Machine Learning Tools Unlock the Most Critical Insights from Unstructured Health Data

December 6, 2019

Article Summary


Patient comments such as “I feel dizzy” or “my stomach hurts” can tell clinicians a lot about an individual’s health, as can additional background, including zip code, employment status, access to transportation, and more. This critical information, however, is captured as free text, or unstructured data, making it impossible for traditional analytics to leverage.

Machine learning tools (e.g., NLP and text mining) help health systems better understand the patient and their circumstances by unlocking valuable insights residing unstructured data:

1. NLP analyzes large amounts of natural language data for human users.
2. Text mining derives value through the analysis of mass amounts of text (e.g., word frequency, length of words, etc.).

This report is based on a 2018 Healthcare Analytics Summit presentation given by Shaun Grannis, MD, MS, FAAFP, FACMI, Director Regenstrief Center for Biomedical Informatics; Assoc. Prof, Dept of Family Medicine, Indiana University School of Medicine, entitled “Real-World Examples of Leveraging NLP, Big Data, and Data Science to Improve Population Health and Individual Care Outcomes.”

Many healthcare leaders operate on the premise that health system caregivers and stakeholders are more effective and better at what they do with the aid of thoughtful IT. This concept drives data analytics and technology integration in healthcare.

But what does thoughtful IT mean? Although many health systems leverage some form of IT, that doesn’t mean it’s the best fit. Thoughtful IT occurs when health systems use the right technology to lead to accurate data to deliver better patient care and improve outcomes.

Thoughtful IT leverages machine learning to revolutionize the way health systems use data to determine the best course of patient care. Two examples include the following:

  • Natural language processing (NLP): the digitally-enabled ability to analyze large amounts of natural language data for human users.
  • Text mining: deriving value through the analysis of mass amounts of text (e.g., word frequency, length of words, etc.).

With NLP and text mining, healthcare organizations are starting to leverage technology to access the plethora of unstructured patient data available in the EMR (e.g., nursing notes or patient-reported text such as, “my stomach hurts”). NLP and text mining can process data traditional analytics cannot, opening up richer, more complex data sources.

Untouched, Unstructured Data Is Key to Comprehensive Care

Traditional analytics typically uses structured data, consisting mainly of claims data and only accounting for approximately 20 percent of all available data. Structured data exists in a specific, consistent format and includes basic information, such as patient demographics, labs, ICD-9 codes, and medications. While this data is easy to access, it is often delayed due to lab processing time and limited because the information is basic in nature, revealing surface level details about a patient but not valuable details such as socioeconomic information.

To access and understand the remaining 80 percent of unstructured data—including free text data, physician order data, nursing notes, and dictation notes—health systems must rely on NLP. NLP allows organizations to access the complex, richer data sets that are harder to reach because they require sophisticated technology to derive value from the massive amounts of everyday language sitting in the EHR.

Unstructured data, residing in EHRs and elsewhere, contains the deeper, more complex information—such as a patient’s own words to describe symptoms or another provider’s notes. It can provide contextual information (e.g., living conditions, how the patient perceives their illness, information about the patient’s family, etc.), also known as social determinants of health (SDoH).

• [Task]
(a) According to the article on machine learning and unstructured health data, about what percentage of all available data does structured data account for?
(b) In what year was the Healthcare Analytics Summit presentation that the article is based on given?
(c) What is contextual information, such as living conditions, also known as?

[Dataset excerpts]

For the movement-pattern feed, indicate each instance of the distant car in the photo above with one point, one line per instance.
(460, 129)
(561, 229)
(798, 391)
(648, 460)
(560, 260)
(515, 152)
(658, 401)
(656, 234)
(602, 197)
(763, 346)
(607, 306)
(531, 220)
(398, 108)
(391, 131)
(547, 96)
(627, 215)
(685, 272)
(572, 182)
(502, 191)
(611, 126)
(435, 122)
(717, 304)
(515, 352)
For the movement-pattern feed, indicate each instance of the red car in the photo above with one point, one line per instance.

• [Answer to this task]
(a) Approximately 20 percent.
(b) 2018.
(c) Social determinants of health (SDoH).